EXERCISE. Beginning at the line containing "of the draped" and continuing to the end of the records below, give each line again exactly as it stands, and only those lines.

DATA SECTION.
>>>>>
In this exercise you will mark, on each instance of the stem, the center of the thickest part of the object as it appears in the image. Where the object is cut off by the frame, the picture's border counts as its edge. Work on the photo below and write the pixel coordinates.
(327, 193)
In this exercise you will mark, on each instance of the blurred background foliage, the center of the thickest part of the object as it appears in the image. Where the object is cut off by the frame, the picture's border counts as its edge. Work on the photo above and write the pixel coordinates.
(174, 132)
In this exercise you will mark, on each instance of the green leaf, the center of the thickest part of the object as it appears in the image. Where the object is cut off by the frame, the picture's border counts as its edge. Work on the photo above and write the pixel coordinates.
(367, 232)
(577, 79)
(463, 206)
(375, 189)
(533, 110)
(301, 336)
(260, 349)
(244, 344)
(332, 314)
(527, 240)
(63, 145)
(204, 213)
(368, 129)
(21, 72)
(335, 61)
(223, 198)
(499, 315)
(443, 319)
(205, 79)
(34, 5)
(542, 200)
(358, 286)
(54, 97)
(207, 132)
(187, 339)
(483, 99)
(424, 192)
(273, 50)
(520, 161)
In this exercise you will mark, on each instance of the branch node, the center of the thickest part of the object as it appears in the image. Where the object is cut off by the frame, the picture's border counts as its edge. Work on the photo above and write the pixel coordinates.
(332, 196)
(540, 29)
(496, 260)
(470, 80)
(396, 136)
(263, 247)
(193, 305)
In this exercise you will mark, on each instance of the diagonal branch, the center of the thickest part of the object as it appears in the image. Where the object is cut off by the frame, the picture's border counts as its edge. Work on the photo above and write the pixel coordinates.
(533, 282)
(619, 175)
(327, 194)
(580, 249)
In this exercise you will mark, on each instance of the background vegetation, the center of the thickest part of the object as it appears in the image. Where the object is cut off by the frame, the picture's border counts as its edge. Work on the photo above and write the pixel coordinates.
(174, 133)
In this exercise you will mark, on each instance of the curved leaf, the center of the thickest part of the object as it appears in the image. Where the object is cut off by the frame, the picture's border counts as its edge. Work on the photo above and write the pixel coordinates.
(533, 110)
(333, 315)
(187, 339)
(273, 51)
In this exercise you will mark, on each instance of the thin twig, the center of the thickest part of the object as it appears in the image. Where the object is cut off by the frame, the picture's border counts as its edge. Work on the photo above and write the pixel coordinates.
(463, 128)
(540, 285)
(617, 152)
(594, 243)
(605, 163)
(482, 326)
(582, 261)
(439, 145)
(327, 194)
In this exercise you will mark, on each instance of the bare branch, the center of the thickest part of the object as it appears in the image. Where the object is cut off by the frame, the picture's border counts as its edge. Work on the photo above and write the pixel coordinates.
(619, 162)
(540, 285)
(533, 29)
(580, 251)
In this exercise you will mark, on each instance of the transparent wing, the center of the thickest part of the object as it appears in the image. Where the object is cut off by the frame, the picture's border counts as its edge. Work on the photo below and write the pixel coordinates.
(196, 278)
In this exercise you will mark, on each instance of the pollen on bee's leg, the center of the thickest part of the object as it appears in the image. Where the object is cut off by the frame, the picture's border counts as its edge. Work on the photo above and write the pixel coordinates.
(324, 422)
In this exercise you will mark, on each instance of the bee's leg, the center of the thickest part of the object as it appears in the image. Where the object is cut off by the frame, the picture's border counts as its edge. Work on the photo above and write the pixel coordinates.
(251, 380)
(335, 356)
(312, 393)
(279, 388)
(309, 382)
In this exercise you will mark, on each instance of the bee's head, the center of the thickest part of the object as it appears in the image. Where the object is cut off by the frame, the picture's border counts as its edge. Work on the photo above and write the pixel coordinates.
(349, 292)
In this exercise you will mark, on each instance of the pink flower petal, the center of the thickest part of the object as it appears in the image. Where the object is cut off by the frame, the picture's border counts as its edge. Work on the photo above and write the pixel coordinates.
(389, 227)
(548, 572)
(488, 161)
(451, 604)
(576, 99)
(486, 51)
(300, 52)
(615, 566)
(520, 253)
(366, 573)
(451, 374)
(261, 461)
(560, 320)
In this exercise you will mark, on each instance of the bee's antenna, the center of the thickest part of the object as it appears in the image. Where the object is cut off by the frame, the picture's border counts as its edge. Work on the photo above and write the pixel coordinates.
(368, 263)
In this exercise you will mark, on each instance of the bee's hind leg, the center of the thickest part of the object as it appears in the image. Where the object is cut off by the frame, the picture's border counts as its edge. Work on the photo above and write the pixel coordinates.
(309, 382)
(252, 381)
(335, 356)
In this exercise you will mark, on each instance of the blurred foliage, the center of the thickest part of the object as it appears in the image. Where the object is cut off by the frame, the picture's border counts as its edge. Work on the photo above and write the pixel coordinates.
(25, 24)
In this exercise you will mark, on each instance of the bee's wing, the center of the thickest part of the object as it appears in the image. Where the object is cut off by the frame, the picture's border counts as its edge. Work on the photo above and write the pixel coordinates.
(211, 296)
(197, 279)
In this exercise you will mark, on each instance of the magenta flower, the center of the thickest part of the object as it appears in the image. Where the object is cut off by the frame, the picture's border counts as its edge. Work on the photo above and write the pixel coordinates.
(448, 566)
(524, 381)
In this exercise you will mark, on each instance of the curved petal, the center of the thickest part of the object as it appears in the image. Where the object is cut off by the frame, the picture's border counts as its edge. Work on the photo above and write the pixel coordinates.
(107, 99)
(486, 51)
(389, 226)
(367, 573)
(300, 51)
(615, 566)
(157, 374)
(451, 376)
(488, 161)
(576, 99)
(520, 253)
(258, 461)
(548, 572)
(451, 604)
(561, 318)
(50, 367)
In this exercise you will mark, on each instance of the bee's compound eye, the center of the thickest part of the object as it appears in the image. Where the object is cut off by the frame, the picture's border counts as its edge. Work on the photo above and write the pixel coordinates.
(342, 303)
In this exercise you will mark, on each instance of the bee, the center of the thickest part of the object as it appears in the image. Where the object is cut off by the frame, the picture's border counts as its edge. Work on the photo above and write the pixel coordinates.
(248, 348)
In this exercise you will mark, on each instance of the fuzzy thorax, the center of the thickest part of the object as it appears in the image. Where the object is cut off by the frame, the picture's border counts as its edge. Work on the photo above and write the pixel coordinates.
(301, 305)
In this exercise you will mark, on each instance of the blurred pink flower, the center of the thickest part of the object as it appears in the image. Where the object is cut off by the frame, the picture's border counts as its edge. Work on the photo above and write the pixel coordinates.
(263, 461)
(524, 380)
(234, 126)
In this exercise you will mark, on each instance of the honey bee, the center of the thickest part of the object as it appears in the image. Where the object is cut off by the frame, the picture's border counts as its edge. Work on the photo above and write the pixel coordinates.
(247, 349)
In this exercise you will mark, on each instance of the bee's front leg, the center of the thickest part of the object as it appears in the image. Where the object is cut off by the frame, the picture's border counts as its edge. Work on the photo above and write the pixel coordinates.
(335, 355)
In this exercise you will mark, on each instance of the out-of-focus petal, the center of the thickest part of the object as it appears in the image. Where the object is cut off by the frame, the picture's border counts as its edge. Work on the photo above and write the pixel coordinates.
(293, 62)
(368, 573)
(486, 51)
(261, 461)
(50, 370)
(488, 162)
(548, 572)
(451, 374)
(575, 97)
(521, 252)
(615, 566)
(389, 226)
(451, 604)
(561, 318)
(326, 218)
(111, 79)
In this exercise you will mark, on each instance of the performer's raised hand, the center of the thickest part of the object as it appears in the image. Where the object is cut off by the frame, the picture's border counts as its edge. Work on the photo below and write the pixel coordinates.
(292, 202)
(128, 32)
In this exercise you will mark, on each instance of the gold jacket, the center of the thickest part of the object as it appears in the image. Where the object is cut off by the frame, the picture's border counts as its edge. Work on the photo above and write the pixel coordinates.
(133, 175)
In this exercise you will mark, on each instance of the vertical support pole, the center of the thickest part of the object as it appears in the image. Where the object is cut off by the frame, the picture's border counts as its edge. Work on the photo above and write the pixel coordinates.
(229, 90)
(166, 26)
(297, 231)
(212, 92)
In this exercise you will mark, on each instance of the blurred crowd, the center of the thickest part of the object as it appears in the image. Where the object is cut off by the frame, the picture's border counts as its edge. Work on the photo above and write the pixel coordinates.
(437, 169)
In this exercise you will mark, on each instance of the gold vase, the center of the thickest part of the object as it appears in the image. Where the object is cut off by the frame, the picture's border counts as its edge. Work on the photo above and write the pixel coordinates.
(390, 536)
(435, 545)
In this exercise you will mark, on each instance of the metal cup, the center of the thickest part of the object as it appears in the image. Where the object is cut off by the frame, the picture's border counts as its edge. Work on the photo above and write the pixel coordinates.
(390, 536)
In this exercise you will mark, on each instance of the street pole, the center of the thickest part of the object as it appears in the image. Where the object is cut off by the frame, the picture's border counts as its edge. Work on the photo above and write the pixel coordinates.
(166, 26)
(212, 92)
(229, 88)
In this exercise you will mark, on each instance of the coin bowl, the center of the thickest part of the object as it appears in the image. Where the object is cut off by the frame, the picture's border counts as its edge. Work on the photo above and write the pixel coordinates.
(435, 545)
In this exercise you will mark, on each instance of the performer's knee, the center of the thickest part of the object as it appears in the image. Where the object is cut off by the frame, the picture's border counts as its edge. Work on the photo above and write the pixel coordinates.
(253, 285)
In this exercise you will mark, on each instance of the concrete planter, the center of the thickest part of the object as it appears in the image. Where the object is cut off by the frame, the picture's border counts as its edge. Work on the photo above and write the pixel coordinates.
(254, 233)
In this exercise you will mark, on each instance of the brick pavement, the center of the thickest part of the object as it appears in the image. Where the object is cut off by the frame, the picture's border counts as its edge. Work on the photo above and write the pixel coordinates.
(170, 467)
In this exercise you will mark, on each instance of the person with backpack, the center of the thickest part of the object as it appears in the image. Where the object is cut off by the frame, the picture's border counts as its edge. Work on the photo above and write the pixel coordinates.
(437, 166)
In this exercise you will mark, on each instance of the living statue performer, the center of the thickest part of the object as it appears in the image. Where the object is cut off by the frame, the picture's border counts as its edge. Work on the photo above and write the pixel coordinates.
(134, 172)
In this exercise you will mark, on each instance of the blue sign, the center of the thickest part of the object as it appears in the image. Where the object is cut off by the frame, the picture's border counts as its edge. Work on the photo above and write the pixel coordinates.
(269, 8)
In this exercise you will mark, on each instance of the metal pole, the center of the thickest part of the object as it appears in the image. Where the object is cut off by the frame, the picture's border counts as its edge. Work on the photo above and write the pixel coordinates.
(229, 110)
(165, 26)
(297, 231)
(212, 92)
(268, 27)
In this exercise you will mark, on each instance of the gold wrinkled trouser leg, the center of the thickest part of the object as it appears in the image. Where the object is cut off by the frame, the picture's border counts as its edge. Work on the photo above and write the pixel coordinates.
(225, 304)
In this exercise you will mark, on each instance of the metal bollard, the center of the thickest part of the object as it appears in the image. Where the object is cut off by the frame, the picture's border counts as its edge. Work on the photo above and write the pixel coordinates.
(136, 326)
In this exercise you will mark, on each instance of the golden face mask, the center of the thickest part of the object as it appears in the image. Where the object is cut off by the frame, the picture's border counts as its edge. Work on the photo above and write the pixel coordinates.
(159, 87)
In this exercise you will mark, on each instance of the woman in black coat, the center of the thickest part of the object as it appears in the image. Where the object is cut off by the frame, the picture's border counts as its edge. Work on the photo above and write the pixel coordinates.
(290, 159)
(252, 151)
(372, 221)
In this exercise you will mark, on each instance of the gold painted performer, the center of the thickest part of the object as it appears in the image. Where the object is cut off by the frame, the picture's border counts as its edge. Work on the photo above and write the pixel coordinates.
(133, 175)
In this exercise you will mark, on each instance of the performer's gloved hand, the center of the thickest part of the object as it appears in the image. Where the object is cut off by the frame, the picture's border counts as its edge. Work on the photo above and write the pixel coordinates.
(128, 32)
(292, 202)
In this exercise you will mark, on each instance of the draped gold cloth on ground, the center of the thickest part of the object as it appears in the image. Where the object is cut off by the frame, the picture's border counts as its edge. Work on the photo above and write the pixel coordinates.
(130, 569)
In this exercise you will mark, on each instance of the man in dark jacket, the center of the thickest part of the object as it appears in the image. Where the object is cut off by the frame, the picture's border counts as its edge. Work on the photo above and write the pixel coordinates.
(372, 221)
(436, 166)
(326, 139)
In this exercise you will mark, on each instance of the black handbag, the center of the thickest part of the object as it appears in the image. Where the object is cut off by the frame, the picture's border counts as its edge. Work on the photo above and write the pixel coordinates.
<<<<<
RESPONSE FOR THIS EXERCISE.
In this exercise you will mark, on each instance of the draped gold cloth on ground, the center of the thickest part of the object as it appears in the image. Where the object is cut off by the frame, the picture's border counts as its edge. Work on the photo above and write the pixel coordinates.
(130, 569)
In this exercise you will mark, on each instance of the man in dark jacket, the center of the thickest part of the object as it appears in the image. Where the object is cut off by the frame, the picture's border counts as its edge. Work on the photo above and write the pixel coordinates.
(372, 221)
(436, 166)
(326, 139)
In this exercise you will mark, on each instance of the black handbag, the center of the thickest part of the object as it appears in the image. Where the object is cut off by the frame, the picture's border counts as its edge. Work on the photo above and write the pixel coordinates.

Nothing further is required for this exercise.